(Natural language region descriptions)
------------------------------------------------

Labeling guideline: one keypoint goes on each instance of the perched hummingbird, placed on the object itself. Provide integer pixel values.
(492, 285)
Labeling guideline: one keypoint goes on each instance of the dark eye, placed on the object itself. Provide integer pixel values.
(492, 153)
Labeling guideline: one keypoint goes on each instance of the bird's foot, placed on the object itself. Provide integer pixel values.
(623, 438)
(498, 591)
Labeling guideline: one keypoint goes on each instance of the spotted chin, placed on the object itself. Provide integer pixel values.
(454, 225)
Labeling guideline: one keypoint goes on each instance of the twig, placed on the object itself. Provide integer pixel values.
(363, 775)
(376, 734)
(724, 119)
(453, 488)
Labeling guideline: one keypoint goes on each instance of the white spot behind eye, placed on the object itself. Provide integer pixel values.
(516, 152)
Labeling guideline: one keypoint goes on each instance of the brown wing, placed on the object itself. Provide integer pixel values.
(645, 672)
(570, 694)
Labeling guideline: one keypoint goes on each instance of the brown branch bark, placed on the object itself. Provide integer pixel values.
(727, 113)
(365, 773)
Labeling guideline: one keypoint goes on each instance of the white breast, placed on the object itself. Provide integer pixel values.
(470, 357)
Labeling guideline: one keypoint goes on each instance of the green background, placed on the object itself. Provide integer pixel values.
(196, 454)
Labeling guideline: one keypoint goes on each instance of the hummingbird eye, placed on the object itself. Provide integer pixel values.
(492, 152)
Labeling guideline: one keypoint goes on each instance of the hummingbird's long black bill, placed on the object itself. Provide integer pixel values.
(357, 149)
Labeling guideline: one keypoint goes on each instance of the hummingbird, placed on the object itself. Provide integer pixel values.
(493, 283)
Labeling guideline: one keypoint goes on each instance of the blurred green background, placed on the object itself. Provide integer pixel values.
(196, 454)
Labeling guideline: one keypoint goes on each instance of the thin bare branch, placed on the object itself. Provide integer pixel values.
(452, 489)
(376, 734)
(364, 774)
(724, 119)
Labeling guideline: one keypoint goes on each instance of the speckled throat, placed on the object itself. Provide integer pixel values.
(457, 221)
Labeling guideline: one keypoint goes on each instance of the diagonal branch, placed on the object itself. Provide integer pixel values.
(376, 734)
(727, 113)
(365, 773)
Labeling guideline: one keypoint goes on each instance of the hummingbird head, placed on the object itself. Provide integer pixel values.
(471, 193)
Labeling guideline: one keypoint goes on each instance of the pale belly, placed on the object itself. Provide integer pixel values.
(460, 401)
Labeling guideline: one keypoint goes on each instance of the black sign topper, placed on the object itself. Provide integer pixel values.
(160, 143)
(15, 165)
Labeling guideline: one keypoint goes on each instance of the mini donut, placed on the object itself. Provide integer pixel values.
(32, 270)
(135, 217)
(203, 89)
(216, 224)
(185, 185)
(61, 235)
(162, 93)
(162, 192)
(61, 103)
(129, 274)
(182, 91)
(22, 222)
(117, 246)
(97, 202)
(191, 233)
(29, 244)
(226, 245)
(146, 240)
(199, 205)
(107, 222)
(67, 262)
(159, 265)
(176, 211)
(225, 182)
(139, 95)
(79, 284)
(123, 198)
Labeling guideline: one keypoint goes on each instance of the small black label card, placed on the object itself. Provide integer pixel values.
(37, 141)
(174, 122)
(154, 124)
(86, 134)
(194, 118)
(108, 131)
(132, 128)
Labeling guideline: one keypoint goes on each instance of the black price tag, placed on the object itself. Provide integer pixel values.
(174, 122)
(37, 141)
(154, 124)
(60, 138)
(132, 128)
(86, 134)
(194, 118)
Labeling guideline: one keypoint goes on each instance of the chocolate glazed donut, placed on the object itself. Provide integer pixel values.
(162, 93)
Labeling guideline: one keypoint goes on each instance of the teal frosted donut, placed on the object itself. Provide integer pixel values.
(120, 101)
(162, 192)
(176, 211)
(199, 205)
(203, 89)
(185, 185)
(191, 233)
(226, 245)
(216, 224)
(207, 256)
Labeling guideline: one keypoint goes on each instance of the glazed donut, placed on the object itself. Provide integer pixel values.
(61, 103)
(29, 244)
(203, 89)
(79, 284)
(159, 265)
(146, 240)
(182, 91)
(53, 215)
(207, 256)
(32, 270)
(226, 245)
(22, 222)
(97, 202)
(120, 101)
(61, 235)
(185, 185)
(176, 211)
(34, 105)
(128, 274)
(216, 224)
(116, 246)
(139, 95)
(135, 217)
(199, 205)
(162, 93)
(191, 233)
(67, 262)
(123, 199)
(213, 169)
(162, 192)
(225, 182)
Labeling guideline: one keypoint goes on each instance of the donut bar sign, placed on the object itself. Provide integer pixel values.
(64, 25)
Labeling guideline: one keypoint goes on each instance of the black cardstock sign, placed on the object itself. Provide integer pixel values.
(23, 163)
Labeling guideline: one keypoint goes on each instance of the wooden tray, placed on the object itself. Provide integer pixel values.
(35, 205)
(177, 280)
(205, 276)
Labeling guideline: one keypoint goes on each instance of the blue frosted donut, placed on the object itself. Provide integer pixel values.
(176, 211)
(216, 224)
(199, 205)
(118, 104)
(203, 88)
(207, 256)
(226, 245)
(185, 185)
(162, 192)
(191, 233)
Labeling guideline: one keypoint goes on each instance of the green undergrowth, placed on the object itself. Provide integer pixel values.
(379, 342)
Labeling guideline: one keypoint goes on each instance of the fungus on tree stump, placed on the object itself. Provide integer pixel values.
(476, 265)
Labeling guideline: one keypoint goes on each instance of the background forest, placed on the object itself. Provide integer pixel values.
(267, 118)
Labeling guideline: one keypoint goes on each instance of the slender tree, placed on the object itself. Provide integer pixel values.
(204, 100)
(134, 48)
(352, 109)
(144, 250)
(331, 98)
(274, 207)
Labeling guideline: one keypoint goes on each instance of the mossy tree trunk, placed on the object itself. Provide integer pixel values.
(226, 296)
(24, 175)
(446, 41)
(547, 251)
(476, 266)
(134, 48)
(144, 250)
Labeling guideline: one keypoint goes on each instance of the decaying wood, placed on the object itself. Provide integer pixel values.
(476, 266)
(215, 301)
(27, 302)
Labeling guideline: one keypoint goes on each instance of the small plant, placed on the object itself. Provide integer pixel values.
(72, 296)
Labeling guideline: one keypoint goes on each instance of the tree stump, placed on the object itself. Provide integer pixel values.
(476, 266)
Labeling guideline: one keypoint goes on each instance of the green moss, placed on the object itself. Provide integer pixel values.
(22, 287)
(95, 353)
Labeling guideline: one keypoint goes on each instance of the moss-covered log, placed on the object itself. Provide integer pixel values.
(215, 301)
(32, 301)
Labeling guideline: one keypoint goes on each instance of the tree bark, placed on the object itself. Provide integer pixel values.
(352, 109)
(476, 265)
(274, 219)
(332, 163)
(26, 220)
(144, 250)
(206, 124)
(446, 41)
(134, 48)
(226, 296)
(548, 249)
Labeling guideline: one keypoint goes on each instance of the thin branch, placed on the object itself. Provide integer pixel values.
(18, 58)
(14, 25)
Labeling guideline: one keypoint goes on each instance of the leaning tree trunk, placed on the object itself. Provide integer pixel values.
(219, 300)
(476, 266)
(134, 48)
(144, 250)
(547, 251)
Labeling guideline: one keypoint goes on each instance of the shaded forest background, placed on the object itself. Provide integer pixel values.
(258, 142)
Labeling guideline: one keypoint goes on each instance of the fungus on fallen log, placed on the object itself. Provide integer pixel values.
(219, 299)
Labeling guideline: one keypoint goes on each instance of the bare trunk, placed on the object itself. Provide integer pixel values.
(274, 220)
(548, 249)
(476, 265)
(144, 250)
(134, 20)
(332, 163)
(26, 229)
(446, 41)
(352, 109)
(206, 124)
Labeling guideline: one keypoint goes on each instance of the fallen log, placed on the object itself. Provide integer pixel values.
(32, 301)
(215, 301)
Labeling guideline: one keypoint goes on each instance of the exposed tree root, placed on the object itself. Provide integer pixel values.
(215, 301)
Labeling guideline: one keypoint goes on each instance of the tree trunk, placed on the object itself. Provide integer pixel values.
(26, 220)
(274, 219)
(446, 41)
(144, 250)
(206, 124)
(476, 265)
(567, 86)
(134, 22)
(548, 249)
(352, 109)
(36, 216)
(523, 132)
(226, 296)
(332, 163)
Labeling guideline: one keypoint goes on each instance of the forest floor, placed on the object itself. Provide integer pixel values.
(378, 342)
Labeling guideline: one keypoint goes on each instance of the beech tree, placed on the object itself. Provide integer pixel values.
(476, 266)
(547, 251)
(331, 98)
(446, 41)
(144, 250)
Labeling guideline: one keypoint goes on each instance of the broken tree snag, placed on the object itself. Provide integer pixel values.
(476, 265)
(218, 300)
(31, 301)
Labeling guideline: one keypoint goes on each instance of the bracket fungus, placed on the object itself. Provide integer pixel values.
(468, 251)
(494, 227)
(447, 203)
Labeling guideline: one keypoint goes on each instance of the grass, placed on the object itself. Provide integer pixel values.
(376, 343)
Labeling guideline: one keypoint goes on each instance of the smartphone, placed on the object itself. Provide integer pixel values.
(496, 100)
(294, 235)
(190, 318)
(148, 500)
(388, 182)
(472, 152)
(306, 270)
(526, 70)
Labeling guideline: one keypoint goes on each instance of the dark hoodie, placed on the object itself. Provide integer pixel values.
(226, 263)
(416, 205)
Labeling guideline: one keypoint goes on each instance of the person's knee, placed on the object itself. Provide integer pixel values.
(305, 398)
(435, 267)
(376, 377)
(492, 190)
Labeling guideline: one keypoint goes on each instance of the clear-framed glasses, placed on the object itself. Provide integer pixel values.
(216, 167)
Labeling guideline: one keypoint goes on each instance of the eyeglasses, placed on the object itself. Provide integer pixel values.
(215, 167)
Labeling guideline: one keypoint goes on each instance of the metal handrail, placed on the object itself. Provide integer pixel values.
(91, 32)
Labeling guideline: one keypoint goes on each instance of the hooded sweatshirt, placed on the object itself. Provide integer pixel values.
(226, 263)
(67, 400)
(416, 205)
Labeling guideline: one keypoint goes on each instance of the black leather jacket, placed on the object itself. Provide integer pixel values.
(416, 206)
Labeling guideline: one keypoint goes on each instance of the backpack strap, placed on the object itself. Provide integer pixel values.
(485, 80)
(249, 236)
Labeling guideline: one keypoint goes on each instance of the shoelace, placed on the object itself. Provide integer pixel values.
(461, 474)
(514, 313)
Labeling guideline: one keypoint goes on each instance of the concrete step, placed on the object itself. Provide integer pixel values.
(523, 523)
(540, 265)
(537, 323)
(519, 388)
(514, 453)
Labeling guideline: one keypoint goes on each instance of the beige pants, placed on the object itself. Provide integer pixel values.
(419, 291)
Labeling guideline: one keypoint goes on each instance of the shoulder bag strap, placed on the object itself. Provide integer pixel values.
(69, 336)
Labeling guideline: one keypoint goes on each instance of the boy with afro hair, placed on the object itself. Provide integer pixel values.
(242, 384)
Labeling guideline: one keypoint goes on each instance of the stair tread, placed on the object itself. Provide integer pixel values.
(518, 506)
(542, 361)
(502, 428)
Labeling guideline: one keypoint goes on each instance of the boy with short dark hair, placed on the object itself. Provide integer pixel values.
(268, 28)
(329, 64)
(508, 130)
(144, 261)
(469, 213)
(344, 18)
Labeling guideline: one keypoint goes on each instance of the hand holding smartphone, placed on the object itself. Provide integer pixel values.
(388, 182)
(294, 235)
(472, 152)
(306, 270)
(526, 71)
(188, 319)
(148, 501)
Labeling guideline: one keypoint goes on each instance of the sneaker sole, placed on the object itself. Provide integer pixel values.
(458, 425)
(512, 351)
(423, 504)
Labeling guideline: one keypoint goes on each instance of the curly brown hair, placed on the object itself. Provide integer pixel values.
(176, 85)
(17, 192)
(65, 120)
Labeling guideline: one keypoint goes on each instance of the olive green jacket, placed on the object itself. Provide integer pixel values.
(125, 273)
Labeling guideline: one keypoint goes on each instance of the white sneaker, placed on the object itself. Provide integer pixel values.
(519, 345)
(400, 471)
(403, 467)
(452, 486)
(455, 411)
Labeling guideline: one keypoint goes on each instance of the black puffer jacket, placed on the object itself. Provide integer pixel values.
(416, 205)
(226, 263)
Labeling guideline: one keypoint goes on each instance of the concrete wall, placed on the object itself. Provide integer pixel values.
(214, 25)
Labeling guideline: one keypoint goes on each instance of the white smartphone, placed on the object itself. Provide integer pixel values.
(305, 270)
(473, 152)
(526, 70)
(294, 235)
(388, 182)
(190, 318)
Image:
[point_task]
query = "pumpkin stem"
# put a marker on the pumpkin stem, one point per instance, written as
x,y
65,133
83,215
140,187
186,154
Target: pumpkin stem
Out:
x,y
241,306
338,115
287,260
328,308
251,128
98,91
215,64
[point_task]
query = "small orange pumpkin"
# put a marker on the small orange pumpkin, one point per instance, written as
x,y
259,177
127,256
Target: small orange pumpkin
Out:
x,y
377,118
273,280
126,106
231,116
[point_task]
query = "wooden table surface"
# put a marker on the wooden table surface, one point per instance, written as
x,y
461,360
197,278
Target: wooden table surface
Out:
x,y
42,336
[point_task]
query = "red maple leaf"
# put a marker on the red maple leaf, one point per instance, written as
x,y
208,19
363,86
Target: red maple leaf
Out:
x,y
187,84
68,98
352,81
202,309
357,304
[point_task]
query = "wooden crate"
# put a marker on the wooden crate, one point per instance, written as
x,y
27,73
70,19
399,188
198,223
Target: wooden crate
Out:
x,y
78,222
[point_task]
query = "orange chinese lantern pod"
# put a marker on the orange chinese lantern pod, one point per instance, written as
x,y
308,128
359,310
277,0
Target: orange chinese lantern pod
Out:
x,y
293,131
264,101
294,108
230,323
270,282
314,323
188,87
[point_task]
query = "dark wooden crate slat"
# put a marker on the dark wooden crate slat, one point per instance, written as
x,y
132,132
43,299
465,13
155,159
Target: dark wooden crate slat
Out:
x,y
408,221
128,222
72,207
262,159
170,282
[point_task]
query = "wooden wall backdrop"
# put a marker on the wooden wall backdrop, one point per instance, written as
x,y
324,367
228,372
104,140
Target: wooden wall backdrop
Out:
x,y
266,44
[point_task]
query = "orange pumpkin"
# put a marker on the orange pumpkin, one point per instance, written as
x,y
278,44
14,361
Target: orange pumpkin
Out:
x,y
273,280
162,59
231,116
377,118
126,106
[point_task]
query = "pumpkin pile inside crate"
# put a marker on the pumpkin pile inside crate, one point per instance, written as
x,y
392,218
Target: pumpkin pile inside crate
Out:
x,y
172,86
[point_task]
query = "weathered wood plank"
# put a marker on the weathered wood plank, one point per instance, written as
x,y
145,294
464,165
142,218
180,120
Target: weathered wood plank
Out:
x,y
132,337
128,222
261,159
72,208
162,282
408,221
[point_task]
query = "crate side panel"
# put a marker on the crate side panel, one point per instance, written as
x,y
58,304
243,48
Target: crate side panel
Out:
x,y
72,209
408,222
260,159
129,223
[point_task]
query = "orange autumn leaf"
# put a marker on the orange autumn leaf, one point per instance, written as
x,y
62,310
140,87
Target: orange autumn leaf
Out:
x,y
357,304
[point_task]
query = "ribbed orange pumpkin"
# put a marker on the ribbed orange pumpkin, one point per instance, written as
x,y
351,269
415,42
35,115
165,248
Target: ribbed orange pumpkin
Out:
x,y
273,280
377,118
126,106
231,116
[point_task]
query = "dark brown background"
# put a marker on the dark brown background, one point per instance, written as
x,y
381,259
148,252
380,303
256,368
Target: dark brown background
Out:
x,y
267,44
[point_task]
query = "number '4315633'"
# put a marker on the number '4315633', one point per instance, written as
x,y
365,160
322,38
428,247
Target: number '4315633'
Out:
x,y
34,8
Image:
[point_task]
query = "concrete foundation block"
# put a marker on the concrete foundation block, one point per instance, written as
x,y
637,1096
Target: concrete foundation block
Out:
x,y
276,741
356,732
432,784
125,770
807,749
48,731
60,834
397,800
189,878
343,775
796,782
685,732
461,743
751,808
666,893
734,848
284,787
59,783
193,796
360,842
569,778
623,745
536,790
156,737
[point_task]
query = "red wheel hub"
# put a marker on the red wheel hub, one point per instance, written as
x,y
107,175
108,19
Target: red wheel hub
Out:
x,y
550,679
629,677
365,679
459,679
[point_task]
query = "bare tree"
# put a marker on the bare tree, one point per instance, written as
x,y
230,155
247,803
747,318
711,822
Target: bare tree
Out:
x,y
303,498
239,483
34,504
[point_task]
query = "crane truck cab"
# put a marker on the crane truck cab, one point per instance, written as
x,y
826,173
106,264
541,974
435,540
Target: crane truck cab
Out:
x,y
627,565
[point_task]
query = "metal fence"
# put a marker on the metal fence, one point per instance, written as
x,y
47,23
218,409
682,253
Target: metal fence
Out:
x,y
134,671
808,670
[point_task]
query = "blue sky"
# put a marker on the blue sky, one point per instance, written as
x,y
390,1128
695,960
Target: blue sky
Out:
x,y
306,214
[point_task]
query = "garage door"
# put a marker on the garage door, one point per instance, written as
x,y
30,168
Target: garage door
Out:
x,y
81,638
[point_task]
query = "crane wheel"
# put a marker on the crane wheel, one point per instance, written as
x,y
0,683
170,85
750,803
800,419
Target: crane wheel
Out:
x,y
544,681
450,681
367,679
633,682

------------------------------------------------

* **Task description**
Copy out the lines above, from the one holding "# put a marker on the blue" through the final line, with no other lines.

* **Output**
# put a marker on the blue sky, one point per instance, written as
x,y
390,1128
695,960
Target: blue sky
Out:
x,y
306,214
[point_task]
query = "garage door"
# put a marker on the garage door, one point per instance, written as
x,y
30,168
Target: garage door
Out:
x,y
81,638
[point_task]
query = "crane wheel"
# put a marker on the crane wheel, one point per instance, written as
x,y
0,683
170,85
750,803
800,419
Target: crane wheel
Out:
x,y
544,681
450,681
367,679
633,682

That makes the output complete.